Brief: Reproduce the lines of the listing verbatim, starting with the line that contains "of the <item>man</item>." and ending after the line that contains "746 790 L 728". Include only those lines.

[Rows from a dataset]
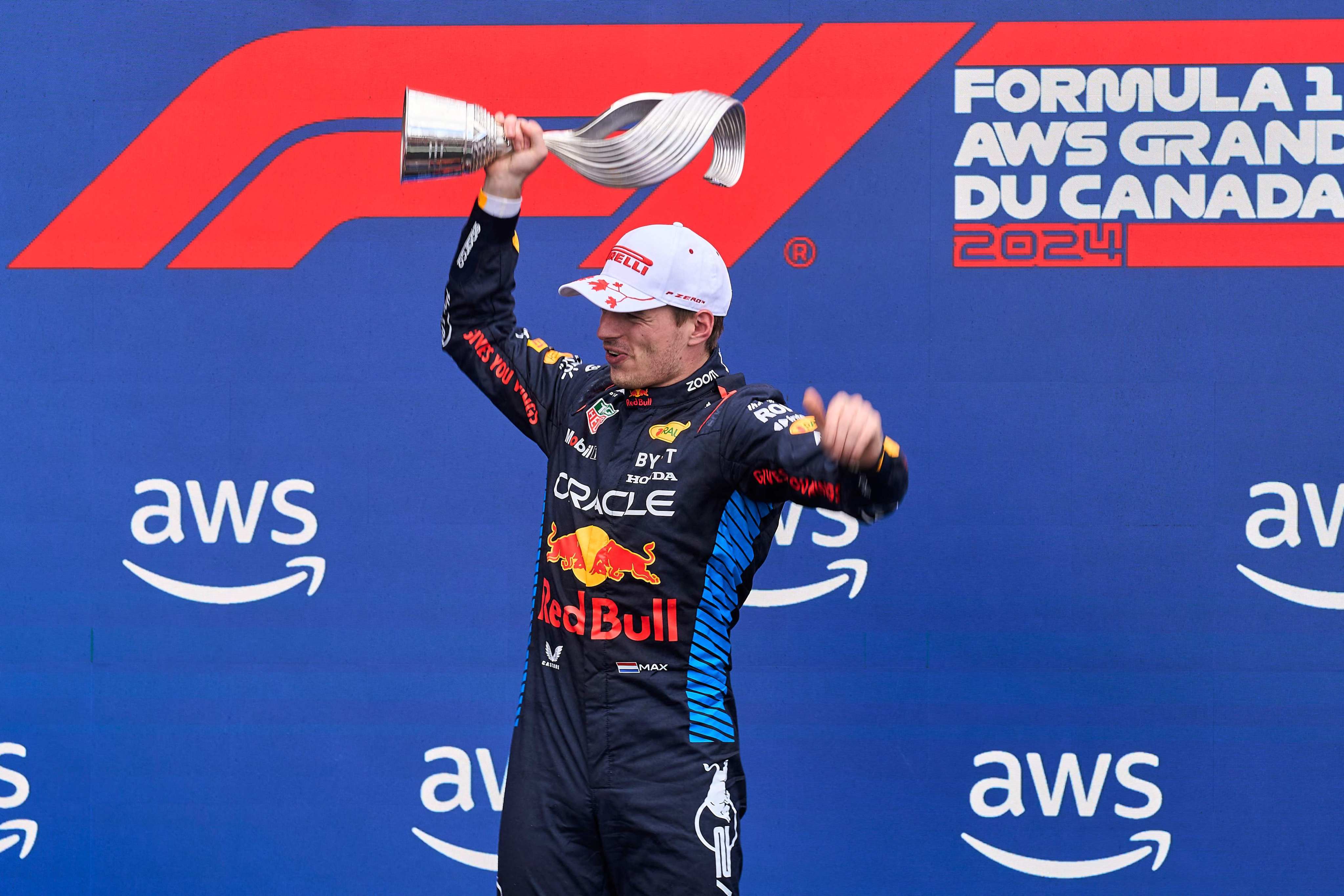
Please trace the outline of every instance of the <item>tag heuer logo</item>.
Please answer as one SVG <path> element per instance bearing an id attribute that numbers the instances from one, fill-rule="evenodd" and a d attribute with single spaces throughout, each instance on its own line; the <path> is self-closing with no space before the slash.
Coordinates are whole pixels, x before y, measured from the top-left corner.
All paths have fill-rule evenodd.
<path id="1" fill-rule="evenodd" d="M 593 407 L 589 408 L 589 433 L 597 434 L 597 427 L 609 416 L 616 416 L 616 406 L 607 402 L 605 398 L 599 398 L 593 402 Z"/>
<path id="2" fill-rule="evenodd" d="M 655 423 L 649 427 L 649 438 L 660 439 L 663 442 L 675 442 L 676 437 L 681 435 L 681 430 L 691 426 L 691 420 L 685 423 L 677 423 L 672 420 L 671 423 Z"/>

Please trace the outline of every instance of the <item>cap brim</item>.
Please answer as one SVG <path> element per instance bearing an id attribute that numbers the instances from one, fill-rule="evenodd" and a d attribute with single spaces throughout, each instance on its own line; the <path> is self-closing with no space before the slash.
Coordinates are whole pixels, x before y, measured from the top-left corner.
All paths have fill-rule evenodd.
<path id="1" fill-rule="evenodd" d="M 582 296 L 605 312 L 621 314 L 667 305 L 641 289 L 634 289 L 629 283 L 613 281 L 601 274 L 560 286 L 560 296 Z"/>

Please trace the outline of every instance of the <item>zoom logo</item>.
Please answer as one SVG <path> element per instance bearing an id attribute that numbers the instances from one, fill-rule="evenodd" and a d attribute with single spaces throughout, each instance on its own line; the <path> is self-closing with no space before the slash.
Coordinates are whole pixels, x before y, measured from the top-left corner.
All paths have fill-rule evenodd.
<path id="1" fill-rule="evenodd" d="M 1288 482 L 1257 482 L 1251 486 L 1250 496 L 1267 500 L 1269 506 L 1261 506 L 1246 517 L 1246 540 L 1261 551 L 1289 548 L 1289 553 L 1294 557 L 1294 566 L 1298 566 L 1300 560 L 1309 563 L 1306 556 L 1298 556 L 1292 551 L 1304 544 L 1302 504 L 1306 504 L 1306 516 L 1310 517 L 1312 525 L 1310 535 L 1314 536 L 1316 544 L 1322 548 L 1333 548 L 1335 543 L 1339 541 L 1340 521 L 1344 517 L 1344 484 L 1335 488 L 1333 500 L 1327 505 L 1329 494 L 1328 485 L 1322 488 L 1316 482 L 1304 482 L 1302 500 L 1298 500 L 1297 489 Z M 1278 553 L 1281 552 L 1275 551 L 1275 556 Z M 1265 568 L 1261 563 L 1255 566 Z M 1241 563 L 1236 564 L 1236 571 L 1285 600 L 1321 610 L 1344 610 L 1344 591 L 1310 588 L 1293 582 L 1271 579 Z M 1282 574 L 1275 572 L 1275 575 Z"/>
<path id="2" fill-rule="evenodd" d="M 1102 793 L 1106 789 L 1107 774 L 1111 771 L 1111 758 L 1109 752 L 1099 754 L 1093 763 L 1091 776 L 1085 779 L 1078 755 L 1066 752 L 1059 756 L 1059 764 L 1055 766 L 1054 779 L 1051 779 L 1042 754 L 1027 754 L 1027 768 L 1031 772 L 1031 783 L 1036 797 L 1035 803 L 1039 806 L 1040 814 L 1047 818 L 1059 817 L 1068 802 L 1067 797 L 1071 794 L 1077 817 L 1093 818 L 1098 807 L 1102 806 Z M 1003 766 L 1004 774 L 1003 776 L 981 778 L 972 786 L 972 811 L 981 818 L 1001 818 L 1008 814 L 1019 817 L 1028 813 L 1028 803 L 1023 799 L 1021 762 L 1017 756 L 1004 750 L 991 750 L 977 755 L 974 764 L 977 768 L 982 766 Z M 1150 752 L 1126 752 L 1120 758 L 1114 766 L 1116 783 L 1130 793 L 1124 794 L 1111 805 L 1111 811 L 1116 815 L 1137 821 L 1152 818 L 1161 810 L 1161 789 L 1138 774 L 1140 770 L 1146 772 L 1145 767 L 1156 768 L 1157 766 L 1159 759 Z M 1142 803 L 1133 805 L 1138 798 L 1142 798 Z M 1067 815 L 1068 813 L 1063 814 Z M 988 827 L 982 833 L 986 837 L 991 836 Z M 1023 836 L 1021 830 L 1004 830 L 1001 833 L 1008 837 L 1016 834 L 1017 838 Z M 999 837 L 995 838 L 997 840 Z M 1109 875 L 1142 861 L 1149 856 L 1153 856 L 1152 868 L 1157 870 L 1167 861 L 1172 836 L 1165 830 L 1141 830 L 1130 836 L 1129 840 L 1132 842 L 1152 841 L 1152 845 L 1097 858 L 1067 860 L 1054 857 L 1042 858 L 1035 854 L 1024 854 L 1024 852 L 1009 852 L 1001 846 L 993 846 L 984 840 L 972 837 L 968 833 L 962 833 L 961 840 L 985 858 L 1023 875 L 1074 879 Z M 1042 852 L 1048 850 L 1048 841 L 1043 842 L 1042 846 Z M 1035 853 L 1036 850 L 1031 852 Z"/>
<path id="3" fill-rule="evenodd" d="M 181 489 L 172 480 L 142 480 L 136 482 L 136 494 L 155 492 L 163 494 L 163 504 L 146 504 L 137 509 L 130 517 L 130 533 L 140 544 L 157 545 L 165 541 L 180 544 L 187 539 L 183 527 Z M 188 480 L 187 498 L 191 505 L 195 532 L 200 543 L 218 544 L 220 532 L 224 529 L 224 520 L 227 519 L 233 529 L 233 540 L 237 544 L 251 544 L 253 537 L 258 533 L 258 525 L 261 525 L 267 492 L 270 493 L 270 506 L 274 514 L 288 520 L 288 523 L 276 521 L 274 525 L 281 528 L 270 529 L 270 540 L 276 544 L 292 547 L 312 541 L 313 536 L 317 535 L 317 516 L 308 508 L 294 504 L 294 498 L 292 497 L 296 492 L 304 494 L 314 492 L 313 484 L 308 480 L 284 480 L 277 482 L 274 488 L 266 480 L 259 480 L 253 484 L 246 510 L 238 497 L 238 488 L 233 480 L 224 480 L 218 485 L 212 504 L 207 504 L 202 484 L 196 480 Z M 297 531 L 294 529 L 296 524 L 298 527 Z M 308 570 L 300 570 L 298 572 L 266 582 L 220 586 L 173 579 L 130 560 L 122 560 L 121 564 L 146 584 L 165 594 L 183 598 L 184 600 L 195 600 L 196 603 L 250 603 L 289 591 L 305 579 L 308 579 L 308 594 L 312 595 L 317 591 L 317 587 L 323 582 L 323 575 L 327 572 L 325 559 L 298 556 L 289 560 L 285 566 L 308 567 Z"/>

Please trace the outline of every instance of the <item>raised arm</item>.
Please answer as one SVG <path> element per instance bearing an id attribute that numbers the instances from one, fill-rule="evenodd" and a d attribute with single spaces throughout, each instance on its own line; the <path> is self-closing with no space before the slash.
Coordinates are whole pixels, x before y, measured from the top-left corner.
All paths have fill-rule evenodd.
<path id="1" fill-rule="evenodd" d="M 554 410 L 582 379 L 582 361 L 517 328 L 513 269 L 523 180 L 546 159 L 542 128 L 497 116 L 515 152 L 495 161 L 462 226 L 444 293 L 444 351 L 524 435 L 543 450 Z"/>
<path id="2" fill-rule="evenodd" d="M 809 415 L 774 399 L 746 395 L 724 406 L 723 469 L 739 492 L 843 510 L 862 523 L 896 509 L 909 482 L 906 458 L 862 395 L 840 392 L 824 407 L 809 388 Z"/>

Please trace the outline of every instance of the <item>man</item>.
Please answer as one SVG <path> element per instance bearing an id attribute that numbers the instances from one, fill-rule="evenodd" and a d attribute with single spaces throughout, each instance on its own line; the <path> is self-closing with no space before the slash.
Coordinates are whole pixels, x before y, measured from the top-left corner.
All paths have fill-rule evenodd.
<path id="1" fill-rule="evenodd" d="M 746 790 L 728 633 L 784 501 L 890 513 L 906 461 L 860 396 L 808 416 L 728 373 L 728 271 L 680 224 L 621 238 L 599 277 L 606 365 L 515 328 L 523 181 L 536 122 L 497 116 L 462 227 L 442 344 L 547 455 L 527 670 L 500 821 L 503 896 L 738 892 Z"/>

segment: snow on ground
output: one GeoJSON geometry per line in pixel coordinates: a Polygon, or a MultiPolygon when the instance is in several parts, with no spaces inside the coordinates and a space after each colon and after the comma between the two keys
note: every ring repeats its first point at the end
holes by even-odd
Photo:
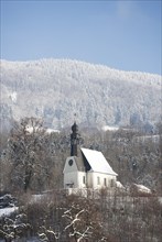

The result:
Please trace the outline of every instance of the <item>man</item>.
Please answer as one SVG <path> element per instance bearing an id attribute that numbers the instances from one, fill-rule="evenodd" and a d attribute with single spaces throughout, each instance on its own line; the <path> is self-closing with no space before the slash.
Coordinates are whole pixels, x before y, measured from the top-left corner.
All paths have fill-rule evenodd.
<path id="1" fill-rule="evenodd" d="M 746 790 L 728 633 L 784 501 L 890 513 L 906 461 L 860 396 L 808 416 L 728 373 L 728 271 L 680 224 L 621 238 L 599 277 L 606 365 L 515 328 L 523 181 L 536 122 L 497 116 L 462 227 L 442 344 L 547 455 L 527 670 L 500 821 L 503 896 L 738 892 Z"/>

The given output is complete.